On Oct 29, 2006, at 9:05 PM, Scott Kaplan wrote:

I tried this on multiple browsers and on multiple machines.  I have
the browsers all setup to not cache anything.

Never trust a browser.  Try using wget/curl.

If I wait more than 1 minute between visiting the same dynamic page, I don't have the problem.

Are you testing locally? That sounds a lot like caching, either in the browser or on a proxy server between you and the server ( a lot of ISP's do that )

If I visit a recent dynamic page within a minute, I have to hit refresh and only then do I get the most recent stuff.

That sounds exactly like browser caching.


This is most annoying and not web safe. I am convinced that there is a
configuration setting somewhere that is telling Apache to not
interpret/compile any script that has been recently visited (within 1
minute in my case).  I searched through httpd.conf and I couldn't find
anything.

If Apache were to blame, hitting refresh wouldn't have an effect.


On Oct 29, 2006, at 9:17 PM, Dondi M. Stroma wrote:
We will need more details though; is this your own Perl handler, an Apache::Registry script, or something else?

Agreed. Also, what dynamic content is changing: sql content ? dynamically generated stuff? or did you mean that you changed a script, and you expected it to be different (then you get into Apache::Reload and multiple server instances issues)

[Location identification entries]

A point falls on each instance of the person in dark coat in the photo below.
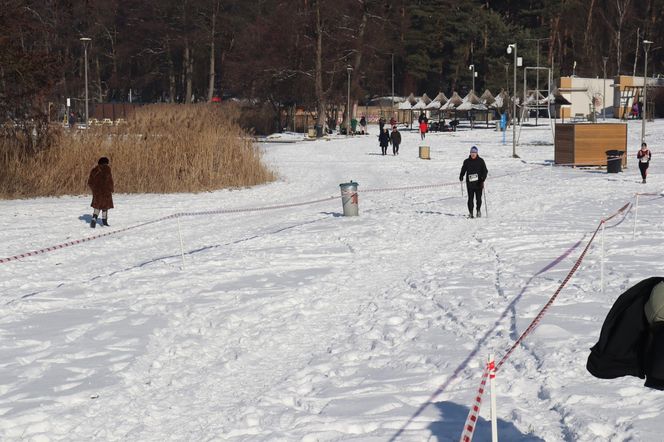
(395, 139)
(644, 157)
(381, 124)
(100, 182)
(384, 140)
(476, 172)
(629, 345)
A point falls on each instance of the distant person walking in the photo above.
(381, 124)
(384, 140)
(424, 126)
(644, 157)
(395, 139)
(101, 184)
(363, 125)
(475, 172)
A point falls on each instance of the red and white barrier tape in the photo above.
(216, 212)
(467, 434)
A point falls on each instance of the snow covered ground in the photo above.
(300, 324)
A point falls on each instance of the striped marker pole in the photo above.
(474, 413)
(492, 383)
(636, 216)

# [PROBLEMS]
(1) Answer these questions about the mailing-list thread:
(a) How long does the writer have to wait between visits to the same dynamic page to avoid the problem?
(b) Which configuration file did the writer search?
(c) Which tools are suggested in place of a browser?
(2) In the mailing-list thread's final paragraph, what possibilities are raised for what the changing dynamic content might be? List them all.
(3) Extract the mailing-list thread from "If Apache were" to "or something else?".

# [EXERCISE RESPONSES]
(1)
(a) More than 1 minute.
(b) httpd.conf
(c) wget/curl

(2)
- sql content
- dynamically generated stuff
- a changed script that was expected to be different

(3)
If Apache were to blame, hitting refresh wouldn't have an effect.


On Oct 29, 2006, at 9:17 PM, Dondi M. Stroma wrote:
We will need more details though; is this your own Perl handler, an Apache::Registry script, or something else?